**EXERCISE**
Your task is to repeat the records exactly from the line containing "Target: pavement" onward, through the final line.

**INPUT FOR THIS TASK**
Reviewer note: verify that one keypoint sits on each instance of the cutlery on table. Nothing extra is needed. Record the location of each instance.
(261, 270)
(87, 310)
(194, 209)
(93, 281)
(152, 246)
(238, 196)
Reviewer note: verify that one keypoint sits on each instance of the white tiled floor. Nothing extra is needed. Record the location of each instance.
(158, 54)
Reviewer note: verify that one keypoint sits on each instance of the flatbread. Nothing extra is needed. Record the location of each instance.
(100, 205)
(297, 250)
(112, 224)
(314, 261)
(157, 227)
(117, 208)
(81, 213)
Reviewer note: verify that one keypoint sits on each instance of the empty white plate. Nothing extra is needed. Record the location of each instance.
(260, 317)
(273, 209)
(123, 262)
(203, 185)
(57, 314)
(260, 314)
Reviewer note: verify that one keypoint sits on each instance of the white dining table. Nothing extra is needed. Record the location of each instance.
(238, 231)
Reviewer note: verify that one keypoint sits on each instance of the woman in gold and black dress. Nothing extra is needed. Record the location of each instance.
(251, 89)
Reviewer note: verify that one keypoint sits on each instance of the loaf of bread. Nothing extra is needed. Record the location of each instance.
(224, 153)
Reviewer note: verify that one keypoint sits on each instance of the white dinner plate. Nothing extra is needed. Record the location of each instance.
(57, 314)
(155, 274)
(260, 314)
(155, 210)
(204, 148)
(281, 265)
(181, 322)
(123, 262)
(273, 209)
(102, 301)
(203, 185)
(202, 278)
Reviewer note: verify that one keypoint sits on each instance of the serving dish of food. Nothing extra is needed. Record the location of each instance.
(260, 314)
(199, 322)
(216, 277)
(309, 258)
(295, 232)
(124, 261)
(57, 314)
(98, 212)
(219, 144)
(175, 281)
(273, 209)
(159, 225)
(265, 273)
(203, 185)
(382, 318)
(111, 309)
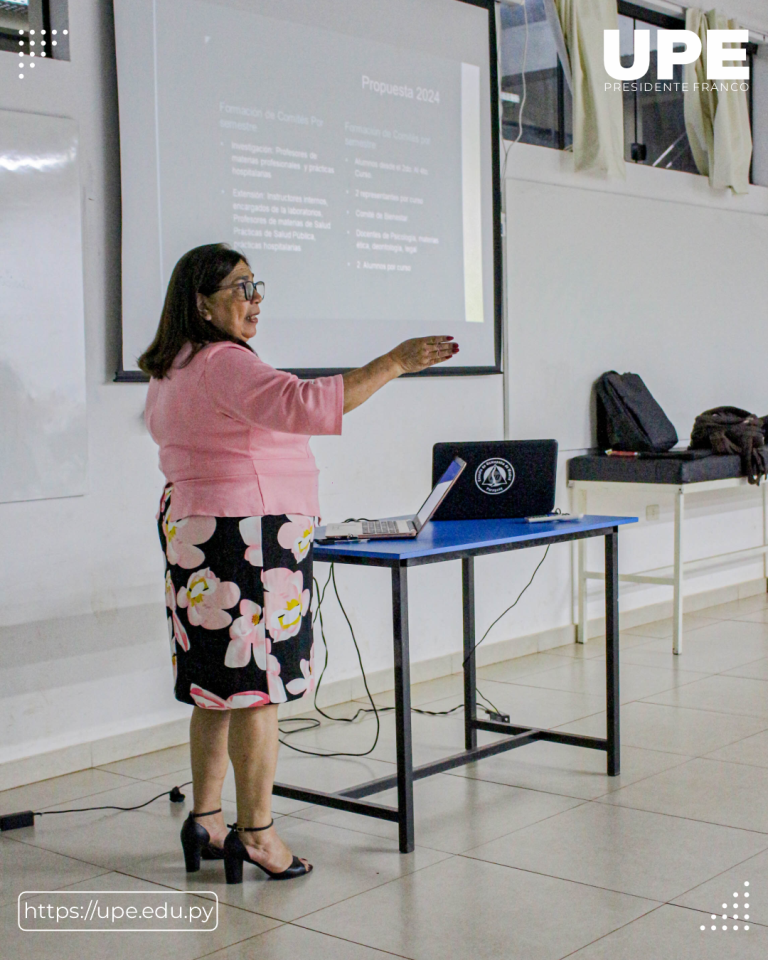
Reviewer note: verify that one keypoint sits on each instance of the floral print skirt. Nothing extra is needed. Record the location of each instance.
(238, 592)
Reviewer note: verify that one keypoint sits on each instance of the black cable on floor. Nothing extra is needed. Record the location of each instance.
(174, 793)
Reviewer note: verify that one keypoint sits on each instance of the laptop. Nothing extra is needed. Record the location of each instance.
(408, 527)
(504, 479)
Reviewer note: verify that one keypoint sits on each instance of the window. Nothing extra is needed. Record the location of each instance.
(532, 80)
(654, 121)
(35, 26)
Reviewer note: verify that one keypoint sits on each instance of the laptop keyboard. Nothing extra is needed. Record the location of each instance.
(371, 527)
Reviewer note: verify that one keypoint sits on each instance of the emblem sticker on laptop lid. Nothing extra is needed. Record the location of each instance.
(494, 476)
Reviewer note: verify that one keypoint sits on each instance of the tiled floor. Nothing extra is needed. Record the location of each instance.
(529, 855)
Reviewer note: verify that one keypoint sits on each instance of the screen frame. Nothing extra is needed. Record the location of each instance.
(308, 373)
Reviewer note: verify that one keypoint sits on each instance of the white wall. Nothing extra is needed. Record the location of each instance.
(83, 642)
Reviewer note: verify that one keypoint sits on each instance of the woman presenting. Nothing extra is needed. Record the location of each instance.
(236, 525)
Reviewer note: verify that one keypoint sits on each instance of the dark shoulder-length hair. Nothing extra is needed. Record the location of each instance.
(200, 270)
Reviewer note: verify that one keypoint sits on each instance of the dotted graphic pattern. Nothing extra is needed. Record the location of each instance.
(36, 40)
(743, 913)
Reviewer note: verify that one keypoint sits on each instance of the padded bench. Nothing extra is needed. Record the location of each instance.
(672, 475)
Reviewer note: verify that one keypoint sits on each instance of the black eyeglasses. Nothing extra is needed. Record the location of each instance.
(253, 291)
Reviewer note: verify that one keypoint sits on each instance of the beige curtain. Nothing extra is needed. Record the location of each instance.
(717, 122)
(598, 114)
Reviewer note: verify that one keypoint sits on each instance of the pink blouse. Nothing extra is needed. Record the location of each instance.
(234, 434)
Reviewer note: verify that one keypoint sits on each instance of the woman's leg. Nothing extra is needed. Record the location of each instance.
(253, 747)
(208, 731)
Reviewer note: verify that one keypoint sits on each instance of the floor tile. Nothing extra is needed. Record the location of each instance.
(719, 646)
(469, 908)
(732, 794)
(454, 813)
(734, 695)
(566, 770)
(114, 839)
(72, 786)
(147, 766)
(595, 646)
(757, 670)
(631, 851)
(23, 867)
(761, 616)
(655, 726)
(510, 670)
(433, 737)
(738, 609)
(532, 706)
(711, 895)
(280, 805)
(662, 629)
(345, 863)
(588, 677)
(234, 926)
(751, 750)
(673, 933)
(289, 942)
(450, 686)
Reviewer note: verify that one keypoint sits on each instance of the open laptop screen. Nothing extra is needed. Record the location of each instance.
(440, 489)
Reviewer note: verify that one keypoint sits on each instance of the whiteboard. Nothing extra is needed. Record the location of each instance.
(347, 149)
(43, 432)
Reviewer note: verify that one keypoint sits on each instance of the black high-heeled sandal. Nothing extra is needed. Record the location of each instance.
(196, 842)
(235, 855)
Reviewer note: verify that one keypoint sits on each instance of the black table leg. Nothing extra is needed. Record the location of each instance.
(403, 707)
(470, 674)
(612, 650)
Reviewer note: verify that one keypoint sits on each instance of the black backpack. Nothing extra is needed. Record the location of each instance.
(628, 418)
(731, 430)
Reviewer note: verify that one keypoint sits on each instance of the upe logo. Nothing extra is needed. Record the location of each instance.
(494, 476)
(668, 57)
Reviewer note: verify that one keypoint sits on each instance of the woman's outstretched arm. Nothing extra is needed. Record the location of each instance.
(410, 356)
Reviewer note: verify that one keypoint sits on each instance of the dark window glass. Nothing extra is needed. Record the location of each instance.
(654, 120)
(35, 26)
(532, 81)
(534, 92)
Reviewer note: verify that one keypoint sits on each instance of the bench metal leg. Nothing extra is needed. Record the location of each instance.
(677, 602)
(765, 530)
(612, 699)
(470, 664)
(403, 708)
(581, 553)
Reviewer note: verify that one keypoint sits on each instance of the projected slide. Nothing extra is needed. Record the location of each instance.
(349, 170)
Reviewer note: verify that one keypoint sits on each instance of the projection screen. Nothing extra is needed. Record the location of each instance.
(348, 149)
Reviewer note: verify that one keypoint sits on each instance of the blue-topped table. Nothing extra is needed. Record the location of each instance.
(464, 540)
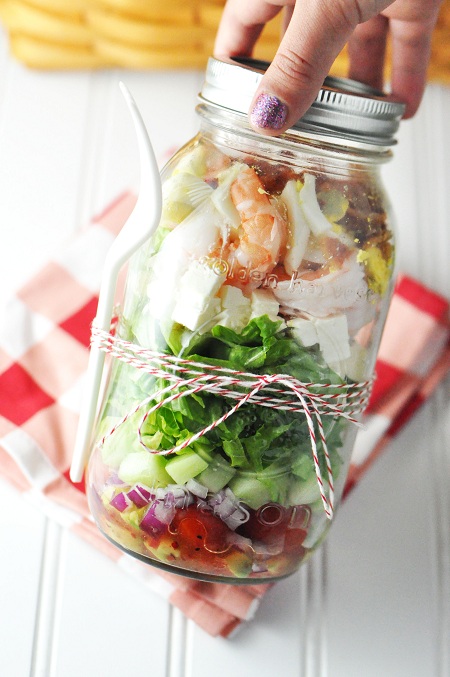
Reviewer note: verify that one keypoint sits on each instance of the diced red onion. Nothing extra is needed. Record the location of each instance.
(228, 507)
(120, 502)
(238, 517)
(197, 488)
(157, 517)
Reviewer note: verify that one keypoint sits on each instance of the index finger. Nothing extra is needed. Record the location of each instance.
(242, 23)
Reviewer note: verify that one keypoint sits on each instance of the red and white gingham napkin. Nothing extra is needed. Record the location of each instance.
(43, 357)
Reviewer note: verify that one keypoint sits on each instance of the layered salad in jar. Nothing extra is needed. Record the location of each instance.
(256, 271)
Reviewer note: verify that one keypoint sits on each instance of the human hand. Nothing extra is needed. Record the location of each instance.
(316, 31)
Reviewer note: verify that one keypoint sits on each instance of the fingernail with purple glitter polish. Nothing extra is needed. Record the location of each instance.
(268, 112)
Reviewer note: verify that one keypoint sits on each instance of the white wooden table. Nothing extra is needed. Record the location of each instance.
(375, 601)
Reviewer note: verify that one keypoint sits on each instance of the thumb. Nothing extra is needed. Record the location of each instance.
(314, 37)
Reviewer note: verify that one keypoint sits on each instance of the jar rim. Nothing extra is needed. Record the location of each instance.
(343, 109)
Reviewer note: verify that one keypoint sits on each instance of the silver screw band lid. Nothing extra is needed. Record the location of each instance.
(343, 108)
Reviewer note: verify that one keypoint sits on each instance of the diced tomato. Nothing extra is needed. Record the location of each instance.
(198, 531)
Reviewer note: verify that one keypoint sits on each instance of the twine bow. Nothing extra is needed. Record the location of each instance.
(188, 377)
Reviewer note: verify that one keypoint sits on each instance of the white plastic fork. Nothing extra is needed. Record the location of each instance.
(139, 226)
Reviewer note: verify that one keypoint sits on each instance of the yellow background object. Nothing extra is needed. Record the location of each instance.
(147, 34)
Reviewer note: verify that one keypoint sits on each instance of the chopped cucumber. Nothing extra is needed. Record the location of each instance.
(217, 474)
(142, 466)
(185, 466)
(250, 490)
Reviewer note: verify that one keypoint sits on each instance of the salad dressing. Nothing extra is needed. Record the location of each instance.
(243, 354)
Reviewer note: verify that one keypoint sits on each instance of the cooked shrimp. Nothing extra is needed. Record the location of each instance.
(261, 237)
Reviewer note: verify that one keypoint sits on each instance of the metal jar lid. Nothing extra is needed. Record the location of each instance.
(344, 109)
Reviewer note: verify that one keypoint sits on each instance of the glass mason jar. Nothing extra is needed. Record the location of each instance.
(244, 351)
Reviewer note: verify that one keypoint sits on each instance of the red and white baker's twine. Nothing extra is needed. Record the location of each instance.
(187, 377)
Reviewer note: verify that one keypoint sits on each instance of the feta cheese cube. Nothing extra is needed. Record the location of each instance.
(197, 302)
(263, 302)
(333, 338)
(304, 330)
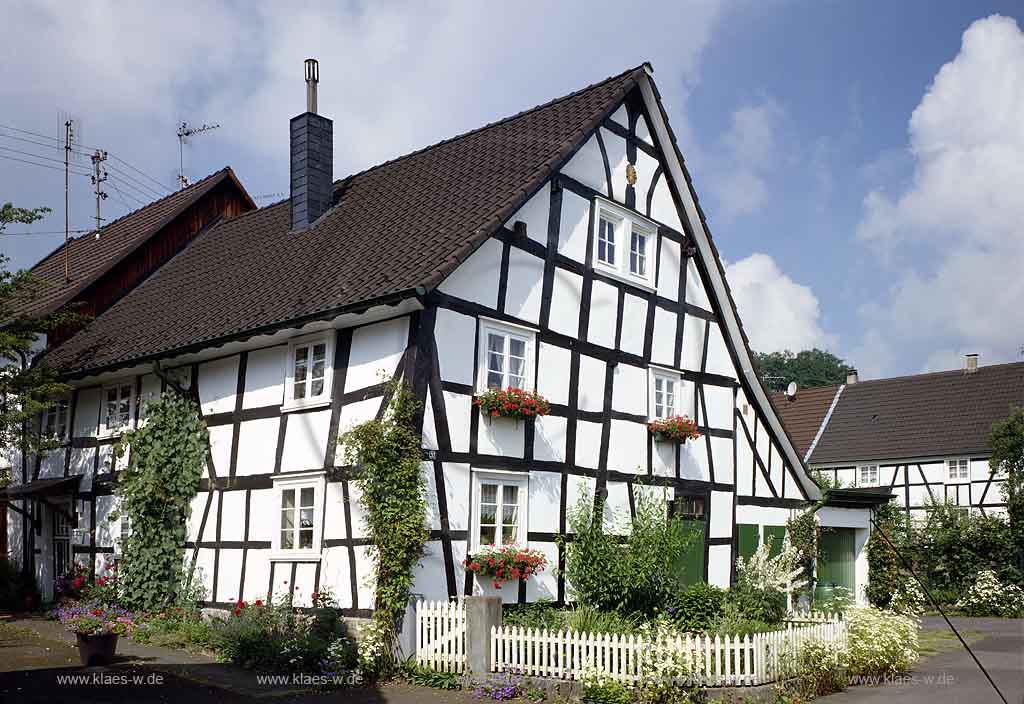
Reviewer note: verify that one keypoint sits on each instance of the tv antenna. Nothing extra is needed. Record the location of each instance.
(184, 133)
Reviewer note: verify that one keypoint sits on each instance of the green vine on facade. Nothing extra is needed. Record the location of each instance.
(156, 491)
(387, 456)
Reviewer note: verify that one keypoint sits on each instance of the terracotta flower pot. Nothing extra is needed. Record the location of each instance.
(96, 650)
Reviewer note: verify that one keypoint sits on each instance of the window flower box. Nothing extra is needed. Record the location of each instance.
(505, 564)
(511, 402)
(676, 429)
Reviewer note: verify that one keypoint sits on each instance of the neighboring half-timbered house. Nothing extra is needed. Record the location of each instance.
(560, 250)
(924, 437)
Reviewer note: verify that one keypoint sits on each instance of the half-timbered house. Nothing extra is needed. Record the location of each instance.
(561, 250)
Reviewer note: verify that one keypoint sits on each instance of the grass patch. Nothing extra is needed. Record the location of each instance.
(943, 641)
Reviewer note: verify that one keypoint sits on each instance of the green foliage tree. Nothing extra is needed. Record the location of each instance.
(1007, 441)
(634, 573)
(808, 368)
(25, 389)
(156, 491)
(386, 453)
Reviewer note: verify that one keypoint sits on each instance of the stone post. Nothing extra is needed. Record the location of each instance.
(481, 614)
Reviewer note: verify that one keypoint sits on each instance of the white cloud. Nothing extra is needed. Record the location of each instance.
(956, 231)
(777, 312)
(738, 170)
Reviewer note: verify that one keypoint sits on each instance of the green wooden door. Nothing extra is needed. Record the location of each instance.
(836, 562)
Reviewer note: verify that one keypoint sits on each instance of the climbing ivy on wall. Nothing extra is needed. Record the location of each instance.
(168, 455)
(386, 454)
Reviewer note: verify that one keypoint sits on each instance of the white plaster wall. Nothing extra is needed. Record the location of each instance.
(476, 278)
(218, 382)
(376, 352)
(454, 334)
(265, 378)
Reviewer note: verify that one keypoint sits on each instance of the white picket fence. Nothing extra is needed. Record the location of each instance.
(709, 661)
(440, 635)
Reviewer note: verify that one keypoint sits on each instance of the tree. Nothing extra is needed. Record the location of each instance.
(1007, 441)
(25, 389)
(808, 368)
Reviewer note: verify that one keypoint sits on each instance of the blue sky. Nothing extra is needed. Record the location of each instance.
(845, 223)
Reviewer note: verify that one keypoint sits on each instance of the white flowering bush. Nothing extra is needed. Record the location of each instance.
(373, 648)
(989, 597)
(881, 643)
(908, 599)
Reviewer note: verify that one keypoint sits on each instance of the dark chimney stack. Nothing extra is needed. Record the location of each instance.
(312, 158)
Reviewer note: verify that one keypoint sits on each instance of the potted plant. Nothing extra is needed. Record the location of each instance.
(505, 564)
(96, 628)
(511, 402)
(677, 429)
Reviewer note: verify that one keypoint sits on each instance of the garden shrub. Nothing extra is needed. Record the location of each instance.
(881, 643)
(696, 608)
(989, 597)
(636, 573)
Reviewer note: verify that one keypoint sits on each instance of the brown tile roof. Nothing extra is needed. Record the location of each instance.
(803, 414)
(90, 257)
(932, 414)
(396, 227)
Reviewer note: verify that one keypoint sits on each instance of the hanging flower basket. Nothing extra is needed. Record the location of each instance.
(505, 564)
(512, 402)
(677, 429)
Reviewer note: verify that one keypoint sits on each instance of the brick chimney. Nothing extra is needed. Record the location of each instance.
(971, 363)
(312, 158)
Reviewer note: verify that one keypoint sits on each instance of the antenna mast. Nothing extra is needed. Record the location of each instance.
(184, 132)
(98, 176)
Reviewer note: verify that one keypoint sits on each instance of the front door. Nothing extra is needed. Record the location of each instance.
(61, 543)
(836, 564)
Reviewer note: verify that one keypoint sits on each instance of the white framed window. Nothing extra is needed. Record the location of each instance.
(500, 503)
(298, 516)
(867, 475)
(507, 354)
(624, 244)
(958, 470)
(119, 407)
(55, 420)
(666, 393)
(309, 372)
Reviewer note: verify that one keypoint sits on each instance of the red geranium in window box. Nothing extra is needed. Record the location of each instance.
(676, 429)
(505, 564)
(512, 402)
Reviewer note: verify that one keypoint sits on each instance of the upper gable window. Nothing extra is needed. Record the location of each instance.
(506, 356)
(623, 244)
(119, 407)
(309, 371)
(958, 470)
(55, 420)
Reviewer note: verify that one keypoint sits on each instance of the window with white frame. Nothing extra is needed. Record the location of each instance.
(867, 475)
(119, 406)
(665, 394)
(958, 470)
(500, 501)
(55, 420)
(299, 507)
(623, 244)
(309, 371)
(506, 356)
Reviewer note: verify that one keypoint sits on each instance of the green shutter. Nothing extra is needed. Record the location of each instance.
(836, 562)
(777, 533)
(748, 534)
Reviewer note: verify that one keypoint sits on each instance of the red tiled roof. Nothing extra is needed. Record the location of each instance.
(396, 227)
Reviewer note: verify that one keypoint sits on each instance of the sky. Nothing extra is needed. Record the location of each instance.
(860, 163)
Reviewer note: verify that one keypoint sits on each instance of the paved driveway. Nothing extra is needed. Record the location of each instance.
(952, 676)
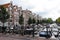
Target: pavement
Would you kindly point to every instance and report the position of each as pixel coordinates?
(20, 37)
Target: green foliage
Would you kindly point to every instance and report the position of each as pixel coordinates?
(4, 15)
(21, 19)
(29, 20)
(58, 20)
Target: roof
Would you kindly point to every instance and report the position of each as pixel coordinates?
(5, 5)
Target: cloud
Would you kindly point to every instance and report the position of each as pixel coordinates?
(45, 8)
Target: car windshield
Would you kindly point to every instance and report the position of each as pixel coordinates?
(45, 32)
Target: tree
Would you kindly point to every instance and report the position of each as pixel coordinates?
(33, 21)
(21, 19)
(58, 20)
(29, 20)
(49, 20)
(4, 15)
(38, 21)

**WRITTEN ANSWER**
Target: pavement
Would you kindly point to every instance and report the position of each as pixel coordinates?
(20, 37)
Target: green foliage
Would you kindly point to every instance and report the position of each as pixel coordinates?
(4, 15)
(21, 19)
(29, 20)
(58, 20)
Target: roof
Would you kindly point to every instance and report the position of each as pixel coordinates?
(5, 5)
Target: cloud
Would you kindly point to every instance and report the position of each as pixel coordinates?
(45, 8)
Target: car windshield
Would you kindly point to every instance and report the position of each as pixel coordinates?
(45, 32)
Target: tree
Would you kindly point to every instance and report the position of each as pixel coordinates?
(33, 21)
(21, 19)
(58, 20)
(29, 20)
(49, 20)
(4, 15)
(38, 21)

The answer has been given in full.